Data to process –
┄┄┄┄┄┄┄┄┄┄
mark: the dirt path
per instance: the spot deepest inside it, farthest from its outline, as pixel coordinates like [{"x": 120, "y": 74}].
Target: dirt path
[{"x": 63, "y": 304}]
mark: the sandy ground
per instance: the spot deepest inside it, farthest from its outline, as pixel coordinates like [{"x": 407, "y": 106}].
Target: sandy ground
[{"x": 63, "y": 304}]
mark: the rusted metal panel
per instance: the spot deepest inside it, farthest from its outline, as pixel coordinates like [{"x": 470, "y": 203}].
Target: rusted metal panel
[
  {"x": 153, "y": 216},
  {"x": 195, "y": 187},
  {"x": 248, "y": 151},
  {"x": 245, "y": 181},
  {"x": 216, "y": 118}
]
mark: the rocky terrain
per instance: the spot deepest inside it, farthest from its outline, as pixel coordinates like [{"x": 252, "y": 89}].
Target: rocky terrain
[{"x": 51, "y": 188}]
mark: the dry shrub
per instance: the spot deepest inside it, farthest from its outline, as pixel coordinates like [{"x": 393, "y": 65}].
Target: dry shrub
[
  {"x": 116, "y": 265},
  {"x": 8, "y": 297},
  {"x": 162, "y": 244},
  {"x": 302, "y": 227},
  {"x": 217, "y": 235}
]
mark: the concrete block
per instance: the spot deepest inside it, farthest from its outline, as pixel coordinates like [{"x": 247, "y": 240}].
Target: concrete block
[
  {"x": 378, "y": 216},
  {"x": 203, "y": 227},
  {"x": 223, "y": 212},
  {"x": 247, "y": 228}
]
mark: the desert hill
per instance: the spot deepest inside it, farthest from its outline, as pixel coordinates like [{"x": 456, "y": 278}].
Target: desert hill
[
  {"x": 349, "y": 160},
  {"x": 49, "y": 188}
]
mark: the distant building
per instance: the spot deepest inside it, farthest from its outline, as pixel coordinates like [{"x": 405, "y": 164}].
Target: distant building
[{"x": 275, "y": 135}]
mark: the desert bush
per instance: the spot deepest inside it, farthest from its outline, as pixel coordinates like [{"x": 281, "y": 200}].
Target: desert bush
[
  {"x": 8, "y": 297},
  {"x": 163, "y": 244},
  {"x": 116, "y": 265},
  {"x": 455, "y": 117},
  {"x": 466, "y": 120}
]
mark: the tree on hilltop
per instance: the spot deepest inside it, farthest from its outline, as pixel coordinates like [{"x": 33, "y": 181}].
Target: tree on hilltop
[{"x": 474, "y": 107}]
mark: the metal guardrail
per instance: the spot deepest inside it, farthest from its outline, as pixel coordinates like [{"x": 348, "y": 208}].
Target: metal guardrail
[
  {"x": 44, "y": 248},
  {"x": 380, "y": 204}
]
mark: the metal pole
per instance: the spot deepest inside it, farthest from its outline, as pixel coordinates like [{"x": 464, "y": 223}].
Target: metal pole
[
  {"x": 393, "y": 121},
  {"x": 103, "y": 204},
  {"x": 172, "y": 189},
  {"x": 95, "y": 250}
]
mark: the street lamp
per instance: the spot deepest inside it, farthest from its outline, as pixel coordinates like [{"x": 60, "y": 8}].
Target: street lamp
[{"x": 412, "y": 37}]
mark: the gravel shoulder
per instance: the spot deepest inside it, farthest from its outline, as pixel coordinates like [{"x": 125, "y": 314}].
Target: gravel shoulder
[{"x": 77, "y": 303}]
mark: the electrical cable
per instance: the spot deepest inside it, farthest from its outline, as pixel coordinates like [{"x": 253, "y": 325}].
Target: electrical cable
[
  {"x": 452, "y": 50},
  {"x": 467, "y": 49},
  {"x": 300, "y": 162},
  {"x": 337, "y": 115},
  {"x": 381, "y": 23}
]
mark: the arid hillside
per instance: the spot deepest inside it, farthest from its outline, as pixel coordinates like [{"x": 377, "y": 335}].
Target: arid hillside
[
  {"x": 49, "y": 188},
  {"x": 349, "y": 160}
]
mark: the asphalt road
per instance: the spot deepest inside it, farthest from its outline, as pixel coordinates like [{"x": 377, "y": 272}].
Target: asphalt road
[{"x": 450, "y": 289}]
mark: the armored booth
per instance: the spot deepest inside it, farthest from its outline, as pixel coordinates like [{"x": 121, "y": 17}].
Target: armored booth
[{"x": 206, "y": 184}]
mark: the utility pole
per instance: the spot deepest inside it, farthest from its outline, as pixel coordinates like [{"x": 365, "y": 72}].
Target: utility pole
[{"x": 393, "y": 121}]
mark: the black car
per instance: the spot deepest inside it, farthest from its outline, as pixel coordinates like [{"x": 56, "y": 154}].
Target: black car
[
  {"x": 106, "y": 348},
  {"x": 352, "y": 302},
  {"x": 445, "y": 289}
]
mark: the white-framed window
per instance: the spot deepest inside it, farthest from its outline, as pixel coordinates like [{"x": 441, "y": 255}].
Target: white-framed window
┄┄┄┄┄┄┄┄┄┄
Print back all the lines verbatim.

mark: the dirt path
per instance: the spot deepest inside it, farthest from its outline, as pixel coordinates like [{"x": 120, "y": 74}].
Target: dirt path
[{"x": 63, "y": 304}]
mark: the sandy ground
per instance: the spot deepest inside it, farthest from its outline, as pixel coordinates like [{"x": 407, "y": 106}].
Target: sandy ground
[{"x": 63, "y": 304}]
mark: the rusted metal panel
per instance: the spot deepest inside it, farthest from its outline, as pixel coordinates like [{"x": 470, "y": 203}].
Target: rusted metal panel
[
  {"x": 153, "y": 216},
  {"x": 195, "y": 187},
  {"x": 248, "y": 151},
  {"x": 245, "y": 181},
  {"x": 216, "y": 118}
]
mark: the rocky terrain
per instance: the spot deepest inside it, farthest from its outline, as pixel coordinates like [{"x": 252, "y": 89}].
Target: rocky terrain
[{"x": 51, "y": 188}]
mark: the dry shrub
per instance: the spot deepest inside it, farthest from its outline, as pixel coordinates like [{"x": 393, "y": 65}].
Target: dry shrub
[
  {"x": 116, "y": 265},
  {"x": 8, "y": 297},
  {"x": 162, "y": 244},
  {"x": 302, "y": 227},
  {"x": 217, "y": 235}
]
mark: the concrete block
per instance: the spot deepest inside it, farthest from its outline, as pixel coordinates like [{"x": 247, "y": 240}].
Target: concrete block
[
  {"x": 378, "y": 216},
  {"x": 203, "y": 227},
  {"x": 223, "y": 212},
  {"x": 247, "y": 228}
]
mark: the desert hill
per instance: the spot deepest inside it, farthest from its outline, as pixel coordinates like [{"x": 456, "y": 278}].
Target: desert hill
[
  {"x": 349, "y": 160},
  {"x": 49, "y": 188}
]
mark: the distant building
per instance: the spot deepest inside it, farthest from its outline, as pixel coordinates like [{"x": 405, "y": 164}].
Target: distant building
[{"x": 275, "y": 135}]
mark: the desert bush
per instance: the spot deepest inside it, farthest from its outline, as pixel coordinates like [{"x": 281, "y": 200}].
Target: desert bush
[
  {"x": 8, "y": 297},
  {"x": 163, "y": 244},
  {"x": 116, "y": 265},
  {"x": 455, "y": 117},
  {"x": 466, "y": 120}
]
mark: the tree on hilltop
per instance: the spot deepest inside it, farthest from its outline, as pixel coordinates like [{"x": 33, "y": 181}].
Target: tree on hilltop
[{"x": 474, "y": 107}]
mark: the metal guardrail
per instance: the spot deepest inside it, farthest from its outline, as pixel coordinates like [{"x": 348, "y": 208}].
Target: metal guardrail
[
  {"x": 44, "y": 248},
  {"x": 380, "y": 204}
]
mark: the metal pole
per instance: the spot deepest inside it, farthest from its outline, as pixel coordinates like [{"x": 464, "y": 223}].
Target: metal pole
[
  {"x": 393, "y": 121},
  {"x": 103, "y": 204},
  {"x": 172, "y": 189},
  {"x": 95, "y": 250}
]
mark: the street lamp
per instance: the spot deepest inside it, farthest from its outline, as pixel coordinates like [{"x": 60, "y": 8}].
Target: street lamp
[{"x": 412, "y": 37}]
mark: the gravel shoulder
per instance: the spot deepest inside it, farthest from its outline, as pixel coordinates like [{"x": 125, "y": 314}].
Target: gravel shoulder
[{"x": 77, "y": 303}]
mark: the electrical cable
per instance: the spot deepest inside it, farthest from its outline, as pixel coordinates like [{"x": 253, "y": 325}].
Target: electrical cable
[
  {"x": 452, "y": 50},
  {"x": 467, "y": 49},
  {"x": 300, "y": 162},
  {"x": 337, "y": 115},
  {"x": 381, "y": 23}
]
mark: the arid hillside
per instance: the spot deepest inside it, farthest from its outline, as pixel coordinates like [{"x": 377, "y": 335}].
Target: arid hillside
[
  {"x": 49, "y": 188},
  {"x": 349, "y": 160}
]
mark: the asphalt road
per instance: the spot deepest inside it, farthest from its outline, as pixel coordinates like [{"x": 377, "y": 272}].
Target: asphalt road
[{"x": 450, "y": 289}]
mark: the armored booth
per instance: the spot deepest inside it, farthest from its outline, as pixel coordinates like [{"x": 121, "y": 17}].
Target: armored booth
[{"x": 206, "y": 184}]
mark: the utility pole
per instance: the spot deepest inside it, farthest from its outline, as pixel coordinates like [{"x": 365, "y": 72}].
Target: utility pole
[{"x": 393, "y": 121}]
mark: the black car
per instance: the spot deepest inside it, farthest from its outline, as pixel coordinates like [{"x": 56, "y": 154}].
Target: black car
[
  {"x": 106, "y": 348},
  {"x": 352, "y": 302},
  {"x": 445, "y": 289}
]
mark: the white-framed window
per instance: the spot deepest inside it, farthest from its outline, as pixel coordinates like [{"x": 441, "y": 255}].
Target: white-framed window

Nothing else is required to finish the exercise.